start Extracted data
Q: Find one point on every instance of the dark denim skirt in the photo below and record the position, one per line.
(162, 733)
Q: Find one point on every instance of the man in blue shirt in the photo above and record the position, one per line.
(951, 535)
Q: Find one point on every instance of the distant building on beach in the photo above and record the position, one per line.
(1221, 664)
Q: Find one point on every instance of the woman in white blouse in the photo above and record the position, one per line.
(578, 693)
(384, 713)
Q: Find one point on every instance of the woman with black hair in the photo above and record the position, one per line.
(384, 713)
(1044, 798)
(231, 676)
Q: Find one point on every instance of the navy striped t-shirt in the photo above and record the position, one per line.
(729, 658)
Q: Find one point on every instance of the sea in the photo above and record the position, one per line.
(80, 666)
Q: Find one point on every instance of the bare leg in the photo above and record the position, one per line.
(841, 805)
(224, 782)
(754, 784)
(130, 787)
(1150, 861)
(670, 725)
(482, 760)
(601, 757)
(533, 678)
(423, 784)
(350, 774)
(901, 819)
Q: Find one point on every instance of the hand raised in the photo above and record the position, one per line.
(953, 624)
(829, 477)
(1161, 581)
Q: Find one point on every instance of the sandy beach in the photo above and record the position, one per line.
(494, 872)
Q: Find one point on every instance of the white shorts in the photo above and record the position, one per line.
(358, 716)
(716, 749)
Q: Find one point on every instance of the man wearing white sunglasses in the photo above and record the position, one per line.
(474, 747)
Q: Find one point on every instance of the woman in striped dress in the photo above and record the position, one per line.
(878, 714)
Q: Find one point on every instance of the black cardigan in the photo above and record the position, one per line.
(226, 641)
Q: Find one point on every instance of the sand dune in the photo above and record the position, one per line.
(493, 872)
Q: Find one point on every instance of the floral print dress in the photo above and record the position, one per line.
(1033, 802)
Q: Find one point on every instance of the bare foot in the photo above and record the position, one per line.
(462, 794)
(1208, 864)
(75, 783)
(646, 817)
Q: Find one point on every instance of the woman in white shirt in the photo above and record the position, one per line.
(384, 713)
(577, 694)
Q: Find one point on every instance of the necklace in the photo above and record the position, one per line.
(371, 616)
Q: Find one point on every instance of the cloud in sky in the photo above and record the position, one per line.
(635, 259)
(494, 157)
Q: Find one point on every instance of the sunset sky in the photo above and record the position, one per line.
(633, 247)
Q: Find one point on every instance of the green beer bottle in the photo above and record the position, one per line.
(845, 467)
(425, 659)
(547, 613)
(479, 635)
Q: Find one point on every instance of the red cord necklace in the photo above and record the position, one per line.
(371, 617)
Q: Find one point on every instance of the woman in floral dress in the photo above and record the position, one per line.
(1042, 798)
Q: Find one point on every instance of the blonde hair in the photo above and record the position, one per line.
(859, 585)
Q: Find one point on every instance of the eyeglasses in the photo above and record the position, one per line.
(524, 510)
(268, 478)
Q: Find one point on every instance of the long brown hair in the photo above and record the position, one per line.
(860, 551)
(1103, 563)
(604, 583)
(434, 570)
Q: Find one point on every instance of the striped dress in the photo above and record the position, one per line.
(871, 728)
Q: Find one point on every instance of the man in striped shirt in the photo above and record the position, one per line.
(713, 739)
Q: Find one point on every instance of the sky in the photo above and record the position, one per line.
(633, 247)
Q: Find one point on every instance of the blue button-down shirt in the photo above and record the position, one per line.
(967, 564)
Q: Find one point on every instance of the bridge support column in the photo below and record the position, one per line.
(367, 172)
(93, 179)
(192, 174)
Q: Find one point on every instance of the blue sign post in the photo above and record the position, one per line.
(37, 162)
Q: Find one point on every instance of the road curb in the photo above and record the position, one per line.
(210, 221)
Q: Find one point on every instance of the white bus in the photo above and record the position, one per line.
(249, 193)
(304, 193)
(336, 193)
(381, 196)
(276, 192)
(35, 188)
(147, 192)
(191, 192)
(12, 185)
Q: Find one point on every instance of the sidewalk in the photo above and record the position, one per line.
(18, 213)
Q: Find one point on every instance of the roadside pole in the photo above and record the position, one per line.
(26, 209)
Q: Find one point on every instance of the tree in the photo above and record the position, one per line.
end Extracted data
• **Work required**: Print the entries exactly. Include every one.

• **Completed exercise**:
Q: Find one point on every instance of the dark denim skirt in the photo below and record the position, one per line.
(162, 733)
Q: Find one point on every instance of the man in blue shirt in the photo above and record the position, one per line.
(951, 535)
Q: Find one point on every instance of the distant building on beach in the photo above and record the position, one per line.
(1221, 664)
Q: Find one point on every instance of the woman in white blouse in the photo above and record the position, one per line.
(578, 693)
(384, 713)
Q: Find one point on every instance of the woman with black hair in the photo above and record the position, one per line.
(384, 713)
(1044, 798)
(231, 676)
Q: Find one point on every instance of the navy striped t-shirt in the photo above and record the position, one per line.
(729, 658)
Q: Find one point on every instance of the sea in the photo above and record the position, one per line.
(80, 666)
Q: Find one point on every instance of the bare leg in the photo above and record the position, one per line.
(841, 805)
(224, 782)
(754, 784)
(130, 787)
(1150, 861)
(670, 725)
(482, 760)
(601, 757)
(533, 678)
(423, 784)
(350, 774)
(901, 819)
Q: Find one point on every instance of the hand raised in the photo above and record the position, one per line.
(953, 624)
(829, 477)
(1161, 581)
Q: Find one point on every instance of the sandy beach in the photo above and record the position, one per line.
(494, 872)
Q: Find one point on every instance of the white shorts in the photo above and record the position, one per line.
(358, 716)
(716, 749)
Q: Find one point on every instance of the man wearing white sunglasses in the photo above and record the position, one per line.
(474, 747)
Q: Find one point on every instance of the woman in striped dress in the photo above and record the position, one per line.
(878, 714)
Q: Find one point on every instance of the black cardigan in the photo above and record the position, one per line.
(226, 641)
Q: Find one point on every instance of the sand dune in the photo above and record the position, one per line.
(493, 872)
Q: Find one point on every instance of the floral print dress in the photo above and record the position, one per line.
(1033, 802)
Q: Find one point on every instance of the bare foot in the photo above and record the position, one per line.
(462, 794)
(1208, 864)
(75, 783)
(646, 817)
Q: Find one point on every instance of the woman in white shirt in the photo above and record the position, one per line.
(384, 713)
(577, 694)
Q: Find one point on every instance of the necklace in the photo above and record the position, one per line.
(371, 616)
Q: Find one point on every instance of the cloud in sky in the photo above and record the position, one per line.
(635, 259)
(494, 157)
Q: Find one point on every instance of the sunset sky in the photo above and record the position, one per line.
(633, 247)
Q: Find one point on every instance of the green beer bottle in the photo above and record the position, one per line.
(845, 467)
(425, 659)
(547, 613)
(479, 635)
Q: Find one point on every instance of the red cord necklace in the photo above and record the position, one per line.
(371, 617)
Q: Find one point on every instance of the woman in floral dress in the photo above and record the position, one per line.
(1042, 798)
Q: Find one point on every instance of the blonde hair in the photo above and record the position, one per line.
(859, 585)
Q: Find one point on every instance of the eyeglasses in the photo above and record the position, one per line.
(524, 510)
(268, 478)
Q: Find one point on every instance of the long brown hair in the photo above and record the position, one per line.
(860, 551)
(1103, 563)
(604, 583)
(434, 570)
Q: Find one point on every instance of the striped dress in the photo above and record the position, one per line.
(871, 728)
Q: Find one point on every instance of the man in striped shirt in the photo above and record the position, one per line.
(713, 739)
Q: Find one point on every instance of the sky in the photo above and record the position, one per line.
(633, 247)
Q: Find one point on every instance of the blue button-down shirt in the photo above and record the position, one per line.
(967, 564)
Q: Find one point on every instance of the bridge support column in the photo below and record the position, one per line.
(367, 172)
(93, 179)
(192, 174)
Q: Find one point on every instance of the blue sign post in the photo above and record the position, one per line.
(37, 162)
Q: Find one point on every instance of the road curb in the photo above and record the position, one per line.
(210, 221)
Q: Find one point on every instance of the white bus in the photo above and record the position, one per line.
(249, 193)
(304, 193)
(336, 193)
(381, 196)
(276, 192)
(35, 188)
(147, 192)
(191, 192)
(12, 185)
Q: Find one point on every instance of the sidewalk in the photo above and record the position, one per line.
(18, 213)
Q: Find one point on every instance of the roadside pole in the photo above and record the position, one per line.
(26, 209)
Q: Find one point on every instance of the tree in the photo above and record the position, one per line.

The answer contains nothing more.